Stated task – Repeat each line exactly as it is written.

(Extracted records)
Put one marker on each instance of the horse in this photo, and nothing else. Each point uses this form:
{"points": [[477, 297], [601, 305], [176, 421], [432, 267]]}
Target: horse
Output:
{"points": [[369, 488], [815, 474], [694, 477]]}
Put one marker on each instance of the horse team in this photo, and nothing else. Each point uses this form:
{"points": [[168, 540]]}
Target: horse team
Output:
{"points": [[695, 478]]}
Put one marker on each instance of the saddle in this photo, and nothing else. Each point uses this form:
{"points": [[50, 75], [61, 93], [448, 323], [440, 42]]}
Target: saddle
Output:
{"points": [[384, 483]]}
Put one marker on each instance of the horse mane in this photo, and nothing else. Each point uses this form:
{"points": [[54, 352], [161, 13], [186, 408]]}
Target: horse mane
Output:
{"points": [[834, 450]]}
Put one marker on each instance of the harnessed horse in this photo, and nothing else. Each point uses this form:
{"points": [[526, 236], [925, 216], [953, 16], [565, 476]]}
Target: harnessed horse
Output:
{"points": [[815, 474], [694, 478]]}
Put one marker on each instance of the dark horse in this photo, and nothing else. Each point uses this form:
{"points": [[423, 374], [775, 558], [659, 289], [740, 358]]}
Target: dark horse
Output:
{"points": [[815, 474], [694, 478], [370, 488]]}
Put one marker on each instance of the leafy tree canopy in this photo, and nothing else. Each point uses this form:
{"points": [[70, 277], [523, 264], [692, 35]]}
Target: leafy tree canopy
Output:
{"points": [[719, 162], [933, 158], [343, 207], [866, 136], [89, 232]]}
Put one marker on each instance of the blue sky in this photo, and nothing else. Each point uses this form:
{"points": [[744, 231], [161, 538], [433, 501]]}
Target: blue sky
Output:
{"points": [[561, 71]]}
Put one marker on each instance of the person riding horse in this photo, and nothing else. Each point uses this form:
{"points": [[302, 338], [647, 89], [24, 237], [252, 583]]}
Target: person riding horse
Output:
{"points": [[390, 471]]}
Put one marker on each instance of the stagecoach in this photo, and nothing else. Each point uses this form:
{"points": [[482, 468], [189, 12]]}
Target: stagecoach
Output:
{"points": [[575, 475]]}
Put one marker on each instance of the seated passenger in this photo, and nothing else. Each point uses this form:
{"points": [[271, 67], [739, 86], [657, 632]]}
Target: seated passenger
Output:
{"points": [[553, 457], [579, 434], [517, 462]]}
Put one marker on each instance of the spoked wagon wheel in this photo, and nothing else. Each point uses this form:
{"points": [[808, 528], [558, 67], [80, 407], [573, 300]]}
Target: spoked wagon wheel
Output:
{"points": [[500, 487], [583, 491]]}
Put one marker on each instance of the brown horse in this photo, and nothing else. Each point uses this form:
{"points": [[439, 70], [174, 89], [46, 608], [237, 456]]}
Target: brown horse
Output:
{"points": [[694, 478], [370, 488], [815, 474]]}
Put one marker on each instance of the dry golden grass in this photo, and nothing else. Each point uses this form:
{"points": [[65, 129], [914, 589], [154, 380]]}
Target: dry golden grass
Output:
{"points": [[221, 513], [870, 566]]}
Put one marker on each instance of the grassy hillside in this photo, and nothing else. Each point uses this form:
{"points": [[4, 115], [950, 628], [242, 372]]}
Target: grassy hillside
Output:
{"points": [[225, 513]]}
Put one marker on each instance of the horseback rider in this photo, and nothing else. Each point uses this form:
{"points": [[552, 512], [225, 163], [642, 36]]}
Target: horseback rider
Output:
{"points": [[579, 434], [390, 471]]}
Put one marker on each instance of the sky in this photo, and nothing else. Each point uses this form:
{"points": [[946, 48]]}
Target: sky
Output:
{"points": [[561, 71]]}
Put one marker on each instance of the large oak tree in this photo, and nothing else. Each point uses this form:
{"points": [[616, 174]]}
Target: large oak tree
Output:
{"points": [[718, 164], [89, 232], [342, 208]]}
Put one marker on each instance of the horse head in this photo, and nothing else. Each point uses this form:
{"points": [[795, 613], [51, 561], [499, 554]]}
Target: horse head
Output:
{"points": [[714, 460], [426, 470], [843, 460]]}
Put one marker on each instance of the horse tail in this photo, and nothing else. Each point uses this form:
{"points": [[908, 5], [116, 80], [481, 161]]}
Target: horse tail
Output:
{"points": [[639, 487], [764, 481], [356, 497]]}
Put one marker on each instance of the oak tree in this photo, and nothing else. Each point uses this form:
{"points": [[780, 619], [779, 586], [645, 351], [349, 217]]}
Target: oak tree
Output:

Written answer –
Put one marker on each instance of the horse in this photo, and nothing else. Each point uses this form:
{"points": [[477, 297], [601, 305], [176, 421], [432, 267]]}
Target: horse
Output:
{"points": [[369, 488], [815, 474], [694, 477]]}
Put one marker on each instance of the horse team in this photo, and nothing else. Each point uses this form:
{"points": [[168, 540]]}
Target: horse team
Output:
{"points": [[695, 478]]}
Put one marker on each instance of the saddle in this photo, and nothing else. Each point uses this form:
{"points": [[50, 75], [61, 93], [448, 323], [440, 42]]}
Target: saddle
Output:
{"points": [[384, 483]]}
Put one marker on each instance of the horse mane in this photo, and nothing else. Each point uses this form:
{"points": [[54, 352], [161, 13], [186, 408]]}
Target: horse mane
Output:
{"points": [[834, 450]]}
Put one marker on each instance of the harnessed horse in this photo, and nothing else. Each point uses this form:
{"points": [[526, 236], [925, 216], [953, 16], [565, 476]]}
Target: harnessed horse
Output:
{"points": [[815, 474], [694, 478]]}
Put one marker on each instance of the dark horse in this photo, and nothing else. Each point uses this form:
{"points": [[423, 374], [775, 558], [659, 289], [740, 358]]}
Target: dark horse
Output:
{"points": [[815, 474], [694, 478], [370, 488]]}
Put one marker on each instance of the leafy tree canopy in this photo, and nothing else. Each point uses this form:
{"points": [[70, 277], [523, 264], [692, 35]]}
Target: leafy tree canopy
Output:
{"points": [[719, 162], [933, 158], [343, 207], [866, 136], [89, 232]]}
Put one marker on each instance of the blue sky in this photo, and nothing else. Each point uses this form:
{"points": [[744, 231], [161, 538], [433, 501]]}
Target: blue sky
Output:
{"points": [[561, 71]]}
Put one marker on each instance of the person riding horse in this photo, and nothing else. Each point uses this form:
{"points": [[302, 338], [647, 89], [24, 237], [252, 583]]}
Target: person riding horse
Output:
{"points": [[390, 471]]}
Put one marker on each instance of the stagecoach in this photo, and nothing else. Each point uses this form:
{"points": [[482, 468], [189, 12]]}
Target: stagecoach
Output:
{"points": [[575, 475]]}
Put one marker on each instance of the seated passenger in this photo, and nothing else. Each point uses this form:
{"points": [[271, 67], [739, 86], [657, 632]]}
Target: seated passenger
Output:
{"points": [[553, 457], [579, 434], [517, 462]]}
Put one marker on each instance of the spoked wagon wheel in this photo, and nothing else. Each point uses this form:
{"points": [[808, 528], [558, 67], [80, 407], [573, 300]]}
Target: spoked wagon wheel
Output:
{"points": [[500, 487], [583, 491]]}
Put one marker on each instance of the brown horse in this photo, and nothing else. Each point uses this form:
{"points": [[439, 70], [174, 89], [46, 608], [237, 456]]}
Target: brown horse
Output:
{"points": [[694, 478], [370, 488], [815, 474]]}
Put one marker on each instance of the dry golden grass in this photo, and nothing else. Each point uses this form:
{"points": [[65, 129], [914, 589], [154, 380]]}
Target: dry golden grass
Output:
{"points": [[221, 513], [870, 566]]}
Put one marker on each instance of the grassy hillside in this photo, and nothing else. Each point uses this form:
{"points": [[4, 115], [950, 628], [242, 372]]}
Target: grassy hillside
Output:
{"points": [[225, 513]]}
Put one marker on each instance of the horseback rider in this photo, and nothing else. Each point uses this form:
{"points": [[552, 512], [225, 163], [642, 36]]}
Target: horseback rider
Output:
{"points": [[579, 434], [390, 471]]}
Put one marker on each instance of the sky in this photo, and nothing else. Each point uses this form:
{"points": [[946, 48]]}
Target: sky
Output:
{"points": [[561, 71]]}
Put one marker on each instance of the large oak tree in this photo, and nothing else. Each point uses this form:
{"points": [[616, 174]]}
Target: large oak tree
Output:
{"points": [[718, 164], [89, 232], [342, 208]]}
Put one marker on each instance of the horse head in this photo, and nothing else. Each point uses this form:
{"points": [[795, 613], [51, 561], [499, 554]]}
Target: horse head
Output:
{"points": [[714, 460], [426, 470], [843, 460]]}
Put one marker on each instance of the horse tail in this photo, and nothing else. Each point uses this form:
{"points": [[908, 5], [116, 80], [481, 161]]}
Target: horse tail
Output:
{"points": [[639, 487], [764, 481], [356, 497]]}
Put one marker on each instance of the oak tree in this photo, and nothing else. Each point uses this form:
{"points": [[780, 619], [779, 586], [645, 351], [349, 217]]}
Target: oak tree
Output:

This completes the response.